DATA EXTRACT below:
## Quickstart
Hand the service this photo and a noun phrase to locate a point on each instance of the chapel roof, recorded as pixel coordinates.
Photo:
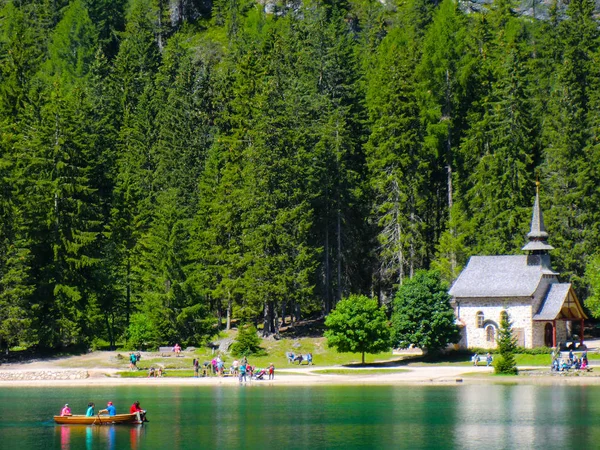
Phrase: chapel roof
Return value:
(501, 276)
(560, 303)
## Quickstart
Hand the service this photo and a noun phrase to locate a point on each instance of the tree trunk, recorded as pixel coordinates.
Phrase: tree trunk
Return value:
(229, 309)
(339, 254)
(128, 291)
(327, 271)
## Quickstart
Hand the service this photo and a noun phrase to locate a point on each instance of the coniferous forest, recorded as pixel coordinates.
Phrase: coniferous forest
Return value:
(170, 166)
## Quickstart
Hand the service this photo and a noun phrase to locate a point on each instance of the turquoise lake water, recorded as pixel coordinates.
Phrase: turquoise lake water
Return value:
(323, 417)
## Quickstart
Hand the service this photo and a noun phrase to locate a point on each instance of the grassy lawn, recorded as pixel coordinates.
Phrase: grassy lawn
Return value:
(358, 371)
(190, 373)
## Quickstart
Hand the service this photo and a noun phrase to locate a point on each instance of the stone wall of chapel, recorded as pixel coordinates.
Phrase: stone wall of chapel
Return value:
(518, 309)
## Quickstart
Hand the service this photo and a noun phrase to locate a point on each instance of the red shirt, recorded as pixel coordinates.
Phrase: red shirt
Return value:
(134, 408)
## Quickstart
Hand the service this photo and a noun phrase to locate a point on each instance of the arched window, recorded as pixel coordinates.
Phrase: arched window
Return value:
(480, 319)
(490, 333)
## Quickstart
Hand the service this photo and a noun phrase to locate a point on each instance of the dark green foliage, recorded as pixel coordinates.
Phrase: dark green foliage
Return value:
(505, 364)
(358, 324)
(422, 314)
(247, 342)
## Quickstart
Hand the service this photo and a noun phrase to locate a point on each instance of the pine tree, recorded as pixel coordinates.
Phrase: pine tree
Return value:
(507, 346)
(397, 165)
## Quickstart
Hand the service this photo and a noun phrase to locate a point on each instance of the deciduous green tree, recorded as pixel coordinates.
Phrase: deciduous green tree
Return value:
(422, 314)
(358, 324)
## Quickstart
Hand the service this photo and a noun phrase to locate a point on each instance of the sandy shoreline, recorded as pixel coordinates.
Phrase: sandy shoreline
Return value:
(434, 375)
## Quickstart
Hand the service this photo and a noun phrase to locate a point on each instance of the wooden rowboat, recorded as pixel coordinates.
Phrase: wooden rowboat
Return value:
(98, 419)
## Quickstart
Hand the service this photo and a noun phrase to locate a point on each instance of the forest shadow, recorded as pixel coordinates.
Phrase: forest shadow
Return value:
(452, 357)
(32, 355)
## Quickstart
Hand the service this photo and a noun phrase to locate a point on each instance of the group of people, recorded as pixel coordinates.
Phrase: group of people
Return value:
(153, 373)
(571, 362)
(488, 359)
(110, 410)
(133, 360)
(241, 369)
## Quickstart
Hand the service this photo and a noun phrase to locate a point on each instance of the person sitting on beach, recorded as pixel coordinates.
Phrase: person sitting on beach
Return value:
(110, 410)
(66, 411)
End of DATA EXTRACT.
DATA EXTRACT below:
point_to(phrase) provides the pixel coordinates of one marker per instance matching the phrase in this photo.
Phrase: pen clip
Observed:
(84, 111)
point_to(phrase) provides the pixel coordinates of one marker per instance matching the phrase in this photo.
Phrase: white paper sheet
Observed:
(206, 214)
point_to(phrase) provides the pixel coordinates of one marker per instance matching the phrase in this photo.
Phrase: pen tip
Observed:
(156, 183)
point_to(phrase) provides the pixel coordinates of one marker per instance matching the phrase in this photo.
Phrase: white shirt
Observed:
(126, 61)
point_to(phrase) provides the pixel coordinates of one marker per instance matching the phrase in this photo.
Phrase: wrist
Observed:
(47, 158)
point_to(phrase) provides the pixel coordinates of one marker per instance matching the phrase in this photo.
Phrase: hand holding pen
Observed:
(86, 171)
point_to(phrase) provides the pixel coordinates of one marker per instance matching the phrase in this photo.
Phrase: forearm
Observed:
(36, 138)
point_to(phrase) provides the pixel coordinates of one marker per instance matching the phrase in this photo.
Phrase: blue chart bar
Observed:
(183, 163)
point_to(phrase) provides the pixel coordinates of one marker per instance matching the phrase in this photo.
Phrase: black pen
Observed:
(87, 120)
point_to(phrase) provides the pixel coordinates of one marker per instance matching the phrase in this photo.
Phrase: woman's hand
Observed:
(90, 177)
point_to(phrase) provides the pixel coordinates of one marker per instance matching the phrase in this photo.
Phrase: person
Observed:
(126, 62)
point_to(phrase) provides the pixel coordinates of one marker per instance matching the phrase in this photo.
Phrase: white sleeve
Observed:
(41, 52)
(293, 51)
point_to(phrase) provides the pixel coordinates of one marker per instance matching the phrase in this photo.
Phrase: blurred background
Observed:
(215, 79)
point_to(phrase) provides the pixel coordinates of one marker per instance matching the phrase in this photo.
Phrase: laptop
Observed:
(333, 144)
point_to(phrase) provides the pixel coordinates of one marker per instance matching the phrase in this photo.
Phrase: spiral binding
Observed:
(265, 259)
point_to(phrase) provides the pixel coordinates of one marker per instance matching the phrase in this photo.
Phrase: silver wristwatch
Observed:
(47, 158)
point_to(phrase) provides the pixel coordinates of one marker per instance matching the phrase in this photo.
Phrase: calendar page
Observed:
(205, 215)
End of DATA EXTRACT.
== EXERCISE OBJECTIVE ==
Reproduce exactly, and with no other material, the lines between those holding "Phrase: arched window" and "Phrase: pine tree", inclusive.

== OUTPUT FOR THIS EXERCISE ==
Phrase: arched window
Return value:
(480, 319)
(490, 333)
## Quickstart
Hand the service this photo and a noun phrase to locate a point on each instance of the dark green foliage, recorded as pixel coordinates.
Phrase: dark green foliage
Return value:
(505, 364)
(358, 324)
(422, 314)
(247, 342)
## Quickstart
Hand the service this photo and a noun phrase to locate a point on each instance of the pine tree, recorded as pixel coordinates.
Phrase: pine tree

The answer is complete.